> _Work task_
Nothing in the records may be dropped. Retype them all exactly.

Point-per-instance localization data:

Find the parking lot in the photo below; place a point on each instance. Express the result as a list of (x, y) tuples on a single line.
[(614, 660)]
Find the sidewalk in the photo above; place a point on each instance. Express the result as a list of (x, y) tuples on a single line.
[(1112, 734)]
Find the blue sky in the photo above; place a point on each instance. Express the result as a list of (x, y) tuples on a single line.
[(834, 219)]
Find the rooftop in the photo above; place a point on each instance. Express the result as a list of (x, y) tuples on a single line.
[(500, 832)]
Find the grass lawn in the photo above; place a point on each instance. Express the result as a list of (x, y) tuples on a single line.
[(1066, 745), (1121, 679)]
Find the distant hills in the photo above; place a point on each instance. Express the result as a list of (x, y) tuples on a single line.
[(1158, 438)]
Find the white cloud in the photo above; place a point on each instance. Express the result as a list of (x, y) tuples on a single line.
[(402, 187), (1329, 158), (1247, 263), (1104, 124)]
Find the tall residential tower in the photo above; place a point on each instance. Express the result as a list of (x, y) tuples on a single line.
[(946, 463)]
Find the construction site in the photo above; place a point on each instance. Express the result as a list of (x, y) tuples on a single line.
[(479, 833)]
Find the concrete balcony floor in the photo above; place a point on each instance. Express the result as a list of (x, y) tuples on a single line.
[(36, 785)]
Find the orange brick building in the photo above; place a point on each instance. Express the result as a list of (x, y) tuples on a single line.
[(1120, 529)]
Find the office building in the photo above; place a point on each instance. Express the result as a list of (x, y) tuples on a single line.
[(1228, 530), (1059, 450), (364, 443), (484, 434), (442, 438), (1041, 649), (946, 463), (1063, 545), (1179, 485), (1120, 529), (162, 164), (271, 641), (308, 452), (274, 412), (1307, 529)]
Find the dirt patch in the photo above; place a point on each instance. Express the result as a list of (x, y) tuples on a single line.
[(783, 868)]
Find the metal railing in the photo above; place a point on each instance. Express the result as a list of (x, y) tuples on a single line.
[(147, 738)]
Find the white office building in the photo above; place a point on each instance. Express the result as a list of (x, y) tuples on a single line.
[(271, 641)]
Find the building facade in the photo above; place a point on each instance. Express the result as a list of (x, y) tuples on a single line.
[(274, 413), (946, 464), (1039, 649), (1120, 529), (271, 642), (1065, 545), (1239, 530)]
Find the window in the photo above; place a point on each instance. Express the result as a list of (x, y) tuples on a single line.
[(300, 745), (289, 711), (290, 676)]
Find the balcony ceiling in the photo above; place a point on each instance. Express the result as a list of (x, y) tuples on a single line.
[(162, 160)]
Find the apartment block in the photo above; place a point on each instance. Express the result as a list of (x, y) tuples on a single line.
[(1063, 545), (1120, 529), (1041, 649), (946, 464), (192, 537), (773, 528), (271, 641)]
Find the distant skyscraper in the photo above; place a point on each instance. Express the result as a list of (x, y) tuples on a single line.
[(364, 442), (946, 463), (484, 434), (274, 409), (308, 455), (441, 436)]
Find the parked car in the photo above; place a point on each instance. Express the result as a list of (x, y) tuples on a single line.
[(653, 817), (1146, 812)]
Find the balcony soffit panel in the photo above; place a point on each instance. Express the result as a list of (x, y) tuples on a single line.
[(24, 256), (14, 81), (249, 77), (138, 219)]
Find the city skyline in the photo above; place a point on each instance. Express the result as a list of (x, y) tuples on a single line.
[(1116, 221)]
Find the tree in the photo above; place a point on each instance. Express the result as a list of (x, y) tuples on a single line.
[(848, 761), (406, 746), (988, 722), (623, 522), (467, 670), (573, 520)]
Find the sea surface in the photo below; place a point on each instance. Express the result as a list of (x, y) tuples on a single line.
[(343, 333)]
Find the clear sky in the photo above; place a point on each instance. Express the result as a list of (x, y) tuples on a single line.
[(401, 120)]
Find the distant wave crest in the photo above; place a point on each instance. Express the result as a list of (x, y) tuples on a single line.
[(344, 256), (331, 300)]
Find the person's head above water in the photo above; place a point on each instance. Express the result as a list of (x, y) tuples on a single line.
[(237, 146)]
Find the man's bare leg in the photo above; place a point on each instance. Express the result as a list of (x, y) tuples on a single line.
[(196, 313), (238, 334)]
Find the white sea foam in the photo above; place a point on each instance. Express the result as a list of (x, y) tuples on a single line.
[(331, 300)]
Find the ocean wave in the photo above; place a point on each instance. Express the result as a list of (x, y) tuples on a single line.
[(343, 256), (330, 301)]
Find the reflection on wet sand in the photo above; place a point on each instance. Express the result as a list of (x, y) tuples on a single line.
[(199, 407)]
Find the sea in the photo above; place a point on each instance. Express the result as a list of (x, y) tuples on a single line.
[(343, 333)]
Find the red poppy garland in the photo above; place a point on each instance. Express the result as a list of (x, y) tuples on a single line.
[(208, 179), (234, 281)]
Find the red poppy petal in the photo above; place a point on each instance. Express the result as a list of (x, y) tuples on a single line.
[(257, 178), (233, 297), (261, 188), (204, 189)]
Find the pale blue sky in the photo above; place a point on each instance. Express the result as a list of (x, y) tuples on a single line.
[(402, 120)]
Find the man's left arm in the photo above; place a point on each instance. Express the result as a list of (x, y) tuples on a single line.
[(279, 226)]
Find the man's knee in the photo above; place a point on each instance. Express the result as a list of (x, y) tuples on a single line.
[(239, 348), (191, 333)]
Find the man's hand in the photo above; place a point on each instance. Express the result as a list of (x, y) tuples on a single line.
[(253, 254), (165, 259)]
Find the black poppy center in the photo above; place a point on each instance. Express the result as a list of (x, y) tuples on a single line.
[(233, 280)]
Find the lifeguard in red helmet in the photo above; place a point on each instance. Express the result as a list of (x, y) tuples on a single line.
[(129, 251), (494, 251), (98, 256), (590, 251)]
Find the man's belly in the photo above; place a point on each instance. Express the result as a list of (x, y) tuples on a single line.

> _Finished task_
Find the parking lot in the photo below; place a point on each instance. Express the result as a list of (x, y) tuples on a single line.
[(614, 660)]
Find the sidewalk in the photo above; place a point on each instance. Express the result as a list of (x, y) tuples on a single line.
[(1112, 734)]
Find the blue sky in the photo above; place a point on each instance. Express the result as a list of (x, y) tuples on a single line.
[(834, 219)]
Find the rooftop in the photo above; place a point on each instance. Express the result as a list of (x, y) tuples on a single line.
[(500, 832)]
Find the grass lawn in the photo above; place a point on each instance. Express the result as a list of (x, y) tuples on a single line.
[(1066, 745), (1121, 679)]
Find the distant hills in the photo above; place a point on each instance. Express the result as a list of (x, y) tuples on a single line.
[(1158, 438)]
Find the white cloud in the photo above; place a point on each instance. Express the result as a list of (x, y) tuples on a single line.
[(402, 187), (1329, 158), (1247, 263), (1104, 124)]
Find the tall residential tower in the photo above; place a point on each instance. Express the result as a list of (x, y) tuples on a single line.
[(946, 463)]
Find the construction site in the photo above; place a point on each instance. Express the result as a list of (x, y) tuples on a single line.
[(479, 833)]
Find the concrete balcony floor in the photo above; place a point on each instance. Express the result as a list of (x, y) tuples on a single line.
[(36, 785)]
Find the orange brick building in the photo above; place a point on each instance. Express the result as a list of (x, y) tuples on a single line.
[(1120, 529)]
Find the office building in the photo above; place a point on each instance. Express the result as a list of (x, y) tuples on a single line.
[(1228, 530), (1059, 450), (364, 443), (484, 434), (442, 438), (1041, 649), (946, 463), (1063, 545), (1179, 485), (1120, 529), (162, 164), (271, 641), (308, 452), (274, 412), (1307, 529)]
Find the dirt patch in the photo above; place a point on each instance. Express the result as a list of (x, y) tuples on a single line.
[(783, 868)]
Find the metal railing in the photo above; place a point on each instance. Express the result as a list of (x, y) tuples on a single line.
[(147, 738)]
Find the white office building in the photo above; place a point on each instance. Express the result as a list of (x, y) tuples on a single line.
[(271, 641)]
Find the building facade in the photo above; place a point on each instance. Express the result as a list of (x, y) tuples on a single line.
[(274, 413), (946, 464), (1039, 649), (1120, 529), (271, 642), (1065, 545), (1239, 530)]
Find the window in the photo above; place a point on each instance. Express the result as a list of (x, y) tuples on a single line.
[(300, 745), (289, 711), (290, 676)]
Find the balcony ceiling in the photo above; place a point on each instance. Express the result as a list of (x, y) tuples on a single line.
[(162, 160)]
Find the apartment block in the photo above; place a point on each instance. Express the result as a list of (x, y) tuples on a single line.
[(1063, 545), (1120, 529), (1041, 649), (946, 464), (192, 537), (773, 528), (271, 641)]
Find the distant skyscraper in the photo above; place a point on each instance. Express the result as a list of (x, y) tuples on a single line.
[(364, 442), (946, 463), (484, 434), (274, 409), (308, 455), (441, 436)]
Find the parked car in the photo above; place a point on each instance. Express the result as a list of (x, y) tuples on a single line.
[(653, 817), (1146, 812)]
Find the balcony soffit panel in the photo above; place a point on each instance. Express the result as a list of (x, y) tuples on a single line.
[(24, 256), (14, 81), (249, 77), (138, 219)]
Find the city skyline in the photo above; place a point on each instance. Express the result as a list of (x, y) tuples on a single line.
[(1116, 221)]
Find the tree in the photo above; place a point on each instance. Express the result as a list of (x, y) tuples on a single line.
[(848, 761), (406, 746), (988, 722), (623, 522), (467, 670), (573, 520)]
Find the sea surface in the photo below; place a point on each instance. Express the result as a list of (x, y) tuples on a single line.
[(343, 333)]
Find the clear sky in the photo above; place a point on each instance. Express the result as a list of (x, y) tuples on a single line.
[(401, 120)]
Find the distant wave crest in the photo above; place a point on each instance. Express the result as a list of (x, y) tuples on a single line.
[(344, 256), (331, 300)]
Find the person's head above water in the photo above; place a point on each instance. Express the result as a list of (x, y) tuples on a single line.
[(237, 146)]
Find the man's bare leg in the photo above; place a point on each instance. Express the result as a list of (x, y) tuples on a single line.
[(196, 313), (238, 334)]
Find the white sea foam in the photo above; place a point on each instance. Express the result as a list of (x, y) tuples on a single line.
[(331, 300)]
Find the ocean wave in the photo above; place a point on each instance. Express the result as a list of (x, y) tuples on a single line.
[(343, 256), (330, 301)]
Find the reflection on wet sand in the photo above; place a point on each instance. Express the result as a list of (x, y) tuples on a single line.
[(199, 407)]
Find the sea in the photo above; place a point on each instance. Express the result as a list of (x, y) tuples on a single line.
[(343, 333)]
Find the red poppy garland in the photo above; place a point on each instance. Express the result as a list of (x, y) tuples on a single line.
[(208, 179), (234, 281)]
Find the red poppy petal in the photo above; place a point on each instance. Express the result as a list of (x, y) tuples on a single line.
[(257, 178), (233, 297), (261, 188), (204, 189)]
Find the pale blue sky in the photo above; place a point on each instance. Express the result as a list of (x, y) tuples on a single line.
[(402, 120)]
Find the man's left arm in the photo above; place a point on each instance. Express the result as a list of (x, y) tuples on a single line.
[(279, 226)]
Find the man's knee in the photo above; place a point on each instance. Express the result as a list of (x, y) tuples on a single line.
[(239, 348), (191, 333)]
Find the man's hand in the photo above; place a point on each instance. Express the result as a list of (x, y) tuples on a single line.
[(253, 254), (165, 259)]
Find the black poppy center in the photo above; place a point on each instance. Express the result as a list of (x, y) tuples on a single line.
[(233, 280)]
Find the lifeguard in red helmet in the photo above; place a point on each instance. Express the result as a list of (x, y) tuples on a single line.
[(129, 251), (494, 251), (98, 256), (590, 251)]
Find the man's belly in the photo above; place a point on each instance. Express the result as a list of (x, y) tuples on a single line.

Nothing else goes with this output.